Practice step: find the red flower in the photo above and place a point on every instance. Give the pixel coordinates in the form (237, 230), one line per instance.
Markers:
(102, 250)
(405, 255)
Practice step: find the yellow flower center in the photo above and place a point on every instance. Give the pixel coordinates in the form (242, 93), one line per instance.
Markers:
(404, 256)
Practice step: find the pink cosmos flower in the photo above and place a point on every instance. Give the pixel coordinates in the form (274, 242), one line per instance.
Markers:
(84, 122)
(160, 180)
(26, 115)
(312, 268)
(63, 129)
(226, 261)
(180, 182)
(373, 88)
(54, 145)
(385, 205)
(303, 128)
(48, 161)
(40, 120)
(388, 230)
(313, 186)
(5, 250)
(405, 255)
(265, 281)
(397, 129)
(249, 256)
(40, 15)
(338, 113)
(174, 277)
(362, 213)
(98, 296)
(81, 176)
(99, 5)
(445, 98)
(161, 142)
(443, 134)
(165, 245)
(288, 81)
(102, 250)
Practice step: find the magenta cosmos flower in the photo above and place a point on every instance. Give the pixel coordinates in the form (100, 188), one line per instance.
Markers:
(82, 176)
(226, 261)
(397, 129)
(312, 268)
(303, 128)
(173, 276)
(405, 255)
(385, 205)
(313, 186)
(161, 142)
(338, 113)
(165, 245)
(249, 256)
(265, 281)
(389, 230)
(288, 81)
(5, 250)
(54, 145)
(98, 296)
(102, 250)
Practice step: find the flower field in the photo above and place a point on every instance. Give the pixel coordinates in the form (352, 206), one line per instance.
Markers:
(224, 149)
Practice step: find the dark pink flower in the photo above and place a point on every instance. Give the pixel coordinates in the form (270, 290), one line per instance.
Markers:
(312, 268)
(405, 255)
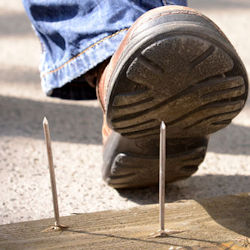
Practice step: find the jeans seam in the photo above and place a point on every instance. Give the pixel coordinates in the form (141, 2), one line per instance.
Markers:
(81, 53)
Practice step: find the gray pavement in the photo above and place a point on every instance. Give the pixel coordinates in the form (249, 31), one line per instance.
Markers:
(76, 128)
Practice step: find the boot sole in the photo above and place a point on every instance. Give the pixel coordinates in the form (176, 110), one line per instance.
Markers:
(130, 163)
(190, 77)
(187, 77)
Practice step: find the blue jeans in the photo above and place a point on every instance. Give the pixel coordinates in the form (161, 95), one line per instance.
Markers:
(76, 35)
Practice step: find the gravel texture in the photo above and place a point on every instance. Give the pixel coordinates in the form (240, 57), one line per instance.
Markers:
(76, 132)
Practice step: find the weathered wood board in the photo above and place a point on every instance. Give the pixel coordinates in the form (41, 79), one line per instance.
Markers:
(218, 223)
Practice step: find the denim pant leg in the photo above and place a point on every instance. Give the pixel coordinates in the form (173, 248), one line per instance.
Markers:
(76, 35)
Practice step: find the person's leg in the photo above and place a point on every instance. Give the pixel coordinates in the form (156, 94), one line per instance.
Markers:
(77, 35)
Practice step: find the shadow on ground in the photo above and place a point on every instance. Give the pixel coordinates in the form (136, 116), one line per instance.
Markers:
(68, 122)
(219, 4)
(232, 212)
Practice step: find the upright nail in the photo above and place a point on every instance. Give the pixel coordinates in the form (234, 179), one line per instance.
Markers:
(51, 171)
(162, 177)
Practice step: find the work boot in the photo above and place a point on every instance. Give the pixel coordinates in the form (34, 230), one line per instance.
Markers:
(174, 65)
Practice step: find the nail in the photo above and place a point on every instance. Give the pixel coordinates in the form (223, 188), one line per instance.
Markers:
(51, 171)
(162, 177)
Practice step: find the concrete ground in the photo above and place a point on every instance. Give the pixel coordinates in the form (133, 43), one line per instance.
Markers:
(76, 126)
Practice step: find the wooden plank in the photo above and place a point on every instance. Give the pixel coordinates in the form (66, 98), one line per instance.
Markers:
(215, 223)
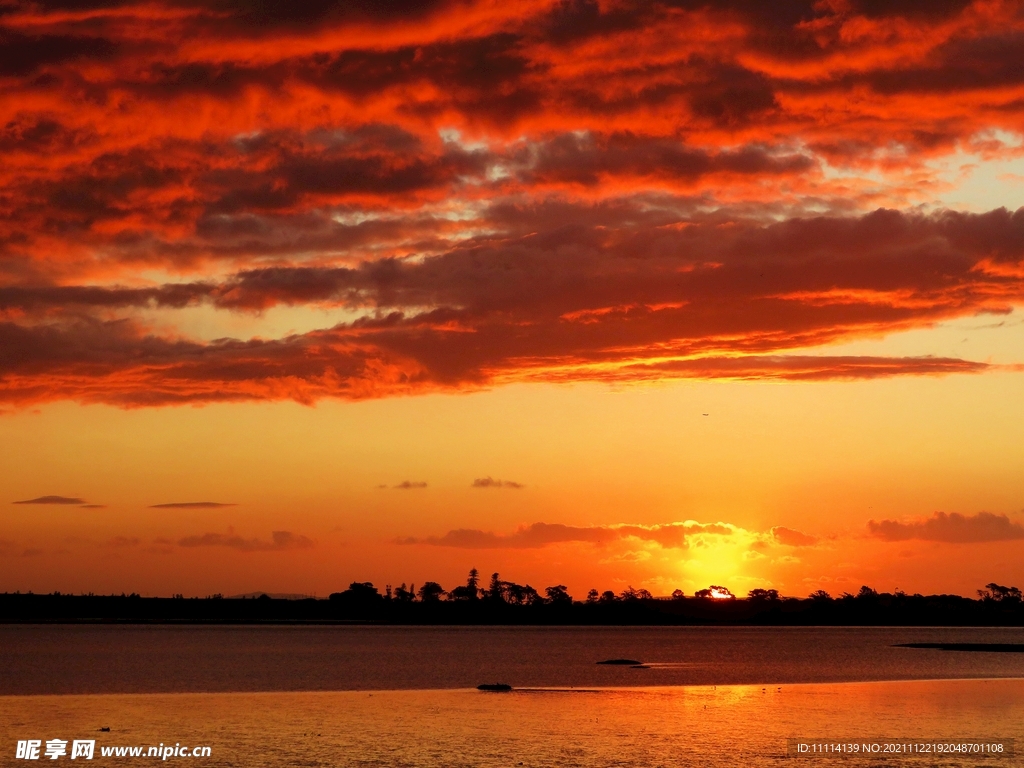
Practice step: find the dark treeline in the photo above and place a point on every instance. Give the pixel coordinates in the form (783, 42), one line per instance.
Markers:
(509, 603)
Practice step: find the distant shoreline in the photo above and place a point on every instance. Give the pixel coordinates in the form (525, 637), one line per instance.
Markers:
(341, 609)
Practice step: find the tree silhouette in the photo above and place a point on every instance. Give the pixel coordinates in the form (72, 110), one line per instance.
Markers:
(496, 592)
(402, 595)
(558, 595)
(431, 592)
(471, 591)
(998, 593)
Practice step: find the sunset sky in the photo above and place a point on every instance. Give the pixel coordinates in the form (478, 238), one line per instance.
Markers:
(600, 293)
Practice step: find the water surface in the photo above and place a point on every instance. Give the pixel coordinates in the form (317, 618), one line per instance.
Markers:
(76, 658)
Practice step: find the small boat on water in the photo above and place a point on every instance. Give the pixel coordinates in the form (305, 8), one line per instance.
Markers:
(495, 687)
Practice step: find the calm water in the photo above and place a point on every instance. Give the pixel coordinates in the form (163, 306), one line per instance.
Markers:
(398, 696)
(152, 659)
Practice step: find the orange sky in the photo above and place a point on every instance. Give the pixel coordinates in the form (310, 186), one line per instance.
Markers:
(600, 293)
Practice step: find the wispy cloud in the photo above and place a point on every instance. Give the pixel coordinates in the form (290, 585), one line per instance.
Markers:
(672, 535)
(491, 482)
(68, 500)
(190, 505)
(280, 541)
(792, 538)
(952, 528)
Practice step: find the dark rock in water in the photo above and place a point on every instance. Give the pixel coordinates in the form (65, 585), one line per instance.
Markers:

■ ■ ■ ■ ■

Instructions for the task: Rewrite every line of the records above as a numbered list, skipping blank lines and leaving out the pictures.

Exercise solution:
1. Practice step: find the red flower in the photo above and place a point on every instance. Give the pixel coordinates in the form (237, 230), one line per instance.
2. Markers:
3. (102, 250)
4. (405, 255)
5. Practice step: find the yellow flower center in the photo above and place a point on every instance. Give the pixel coordinates in the form (242, 93), one line per instance.
6. Markers:
7. (404, 256)
8. Practice step: find the pink cosmos flower in the photo above and place a point on every instance. Give the pixel coordinates in the form (274, 242), one line per instance.
9. Markers:
10. (84, 122)
11. (160, 180)
12. (26, 115)
13. (312, 268)
14. (63, 129)
15. (226, 261)
16. (180, 182)
17. (373, 88)
18. (54, 145)
19. (385, 205)
20. (303, 128)
21. (48, 161)
22. (40, 120)
23. (388, 230)
24. (313, 186)
25. (5, 250)
26. (405, 255)
27. (265, 281)
28. (397, 129)
29. (249, 256)
30. (40, 15)
31. (338, 113)
32. (174, 277)
33. (362, 213)
34. (98, 296)
35. (81, 176)
36. (99, 5)
37. (445, 98)
38. (161, 142)
39. (443, 134)
40. (165, 245)
41. (288, 81)
42. (102, 250)
43. Practice step: find the magenta cosmos flower in the photo above and place a point on every instance. Give the pixel coordinates in the form (100, 188), one line per instance.
44. Markers:
45. (82, 176)
46. (226, 261)
47. (397, 129)
48. (312, 268)
49. (303, 128)
50. (173, 276)
51. (405, 255)
52. (385, 205)
53. (313, 186)
54. (161, 142)
55. (338, 113)
56. (165, 245)
57. (249, 256)
58. (265, 281)
59. (389, 230)
60. (288, 81)
61. (5, 250)
62. (54, 145)
63. (98, 296)
64. (102, 250)
65. Practice step: find the flower field in the photo above and place a point on every instance. Give the pixel coordinates in the form (352, 206), one line per instance.
66. Markers:
67. (224, 149)
68. Practice step: find the dark pink flower in the photo above and place a point on every instance. Give the pixel coordinates in the form (270, 290), one line per instance.
69. Markers:
70. (312, 268)
71. (405, 255)
72. Practice step: find the jeans seam in the photo above and place a point on every instance. Give the pixel coordinates in the form (141, 2), one line per instance.
73. Markers:
74. (81, 53)
75. Practice step: find the gray pavement in the photo above and place a point on every instance. Give the pixel coordinates in the form (249, 31), one line per instance.
76. Markers:
77. (76, 128)
78. Practice step: find the boot sole in the photo above and place a point on every instance. Give the pixel coordinates in the form (176, 110), one line per instance.
79. Markers:
80. (130, 163)
81. (190, 77)
82. (187, 77)
83. Practice step: find the blue jeans in the photo above and place a point on every instance. Give the pixel coordinates in the form (161, 95), one line per instance.
84. Markers:
85. (76, 35)
86. Practice step: find the gravel texture in the photo above and place a point on every instance. Give the pixel coordinates in the form (240, 57), one line per instance.
87. Markers:
88. (76, 132)
89. Practice step: find the weathered wood board in the photo above and place a point on every instance. Give the pixel coordinates in the form (41, 79), one line per instance.
90. Markers:
91. (218, 223)
92. Practice step: find the denim pant leg in the photo above and place a point on every instance. Give the pixel coordinates in the form (173, 248), one line per instance.
93. Markers:
94. (76, 35)
95. Practice step: find the person's leg in the photo above and place a point on every instance. Give the pixel coordinates in the form (156, 94), one line per instance.
96. Markers:
97. (77, 35)
98. Practice step: find the shadow on ground in the photo above and place a point on every instance. Give the pixel coordinates in the form (136, 116), one line per instance.
99. Markers:
100. (68, 122)
101. (219, 4)
102. (232, 212)
103. Practice step: find the upright nail in the photo above and place a point on every instance. Give the pixel coordinates in the form (234, 179), one line per instance.
104. Markers:
105. (51, 171)
106. (162, 177)
107. Practice step: find the work boot in the photo above and place a point on every instance. Give the pixel coordinates in the form (34, 230), one line per instance.
108. Markers:
109. (174, 65)
110. Practice step: find the nail in the photo above and place a point on every instance. Give the pixel coordinates in the form (223, 188), one line per instance.
111. Markers:
112. (51, 171)
113. (162, 177)
114. Practice step: find the concrete ground in the photo above and place a point on every instance. Give the pixel coordinates in the form (133, 43), one line per instance.
115. Markers:
116. (76, 126)
117. Practice step: find the wooden plank in the photo above and place a point on every instance. Give the pixel coordinates in the form (66, 98), one line per instance.
118. Markers:
119. (215, 223)
120. Practice step: find the dark treeline in the photo above and place a point on every instance. Give the pixel coordinates in the form (783, 42), one line per instance.
121. Markers:
122. (509, 603)
123. Practice step: find the distant shoreline in the photo above and place a point on every instance. Give the pixel coordinates in the form (525, 637), one line per instance.
124. Markers:
125. (341, 609)
126. Practice step: find the tree silhouette in the photo above and place a point on every instance. Give the pixel coordinates in the form (72, 110), one line per instance.
127. Markers:
128. (496, 592)
129. (402, 595)
130. (558, 595)
131. (431, 592)
132. (471, 591)
133. (998, 593)
134. Practice step: find the sunset sky in the photo above and place a point on every instance. Give the pixel coordinates in the form (478, 238), one line per instance.
135. Markers:
136. (600, 293)
137. Practice step: find the water surface in the photo above and place a point on every instance. Give the pixel coordinates in the form (317, 618), one line per instance.
138. Markers:
139. (76, 658)
140. Practice step: find the small boat on water in the photo above and place a point on every instance. Give the pixel coordinates in the form (305, 8), one line per instance.
141. Markers:
142. (495, 687)
143. Practice step: find the calm water in the photo above and place a point on every instance. Give the pixel coordinates in the form (163, 306), one line per instance.
144. Markers:
145. (398, 696)
146. (152, 659)
147. Practice step: find the orange sky in the photo above and place a point on every instance. Give the pixel coordinates in the form (310, 186), one line per instance.
148. Markers:
149. (600, 293)
150. Practice step: find the wispy cloud in the photo above and place a point on every instance. Give the pixel coordinates in the form (290, 585), one line per instance.
151. Markers:
152. (672, 535)
153. (491, 482)
154. (68, 500)
155. (190, 505)
156. (280, 541)
157. (792, 538)
158. (952, 528)
159. Practice step: find the dark rock in water in the photo above and place a point on every instance. Give the pixel coordinates in the form (65, 585), one line per instance.
160. Markers:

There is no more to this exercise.